— START —

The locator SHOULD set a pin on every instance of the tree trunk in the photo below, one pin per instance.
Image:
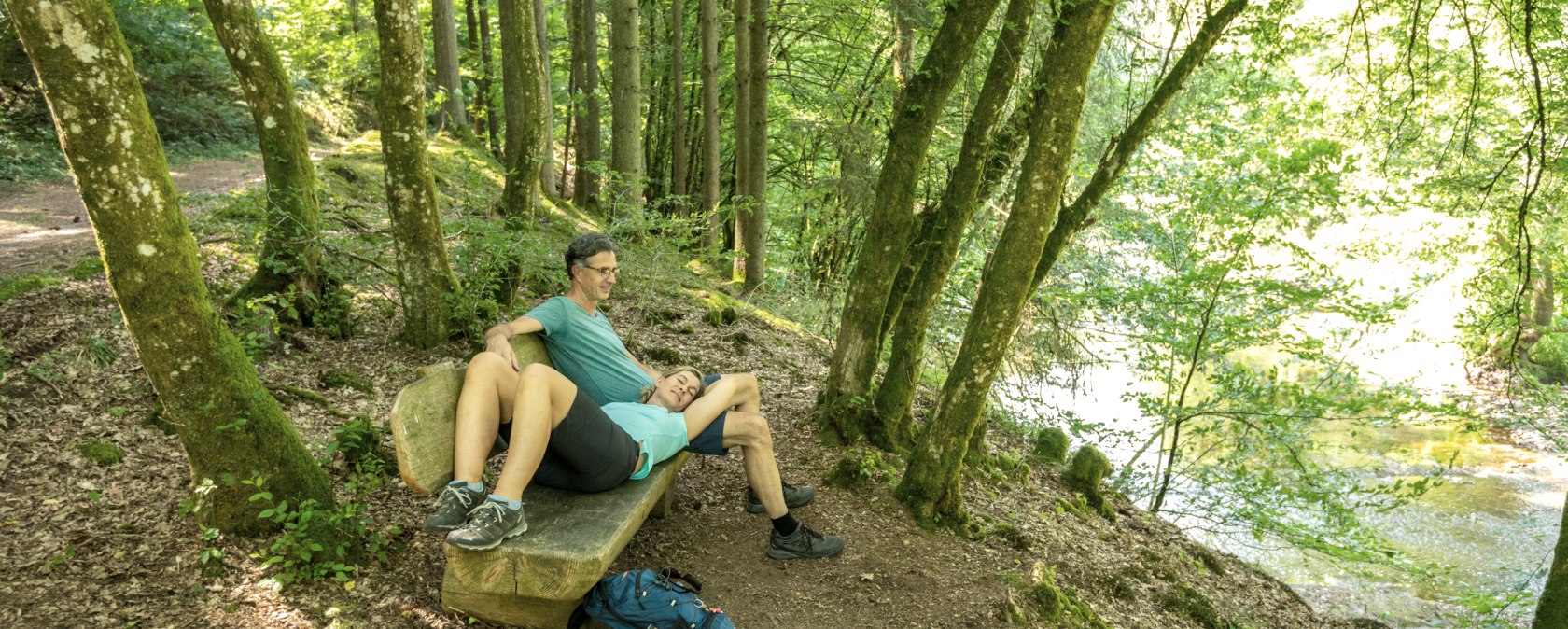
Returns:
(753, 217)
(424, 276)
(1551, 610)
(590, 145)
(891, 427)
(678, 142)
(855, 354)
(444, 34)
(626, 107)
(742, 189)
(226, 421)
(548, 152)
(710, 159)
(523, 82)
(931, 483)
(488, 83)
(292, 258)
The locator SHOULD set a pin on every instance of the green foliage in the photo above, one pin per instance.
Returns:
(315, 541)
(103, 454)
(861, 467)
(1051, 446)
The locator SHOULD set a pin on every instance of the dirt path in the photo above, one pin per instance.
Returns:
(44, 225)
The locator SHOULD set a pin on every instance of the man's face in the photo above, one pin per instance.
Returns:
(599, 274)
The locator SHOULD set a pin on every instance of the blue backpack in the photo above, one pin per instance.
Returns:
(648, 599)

— END —

→ Instruction:
Return the entries unchanged, save for the pictures, which do not belong in the copy.

→ Exercise answer:
The locator SHOULD set a pin on every instance of the tree trunk in the photo below, one pin per instance.
Image:
Returns:
(753, 217)
(424, 276)
(1551, 610)
(590, 145)
(891, 427)
(678, 142)
(855, 354)
(444, 34)
(626, 107)
(742, 189)
(226, 421)
(548, 152)
(710, 159)
(523, 82)
(931, 483)
(488, 83)
(292, 258)
The locator SHOULD set a pin on every instance of the green foliage in the photo above, one pin per instance.
Returns:
(315, 541)
(103, 454)
(861, 467)
(1051, 446)
The locator SHOULD set a pin on every instance of the dirt path in the photo above, one pin per instance.
Returns:
(44, 225)
The locator SHOULD set a pin on every instance of the man's face in the photo above, one pin per instance.
Returns:
(599, 274)
The locator SHOULD set a pin on every instance of the blue backpack in the photo above, one pin per instance.
Returns:
(648, 599)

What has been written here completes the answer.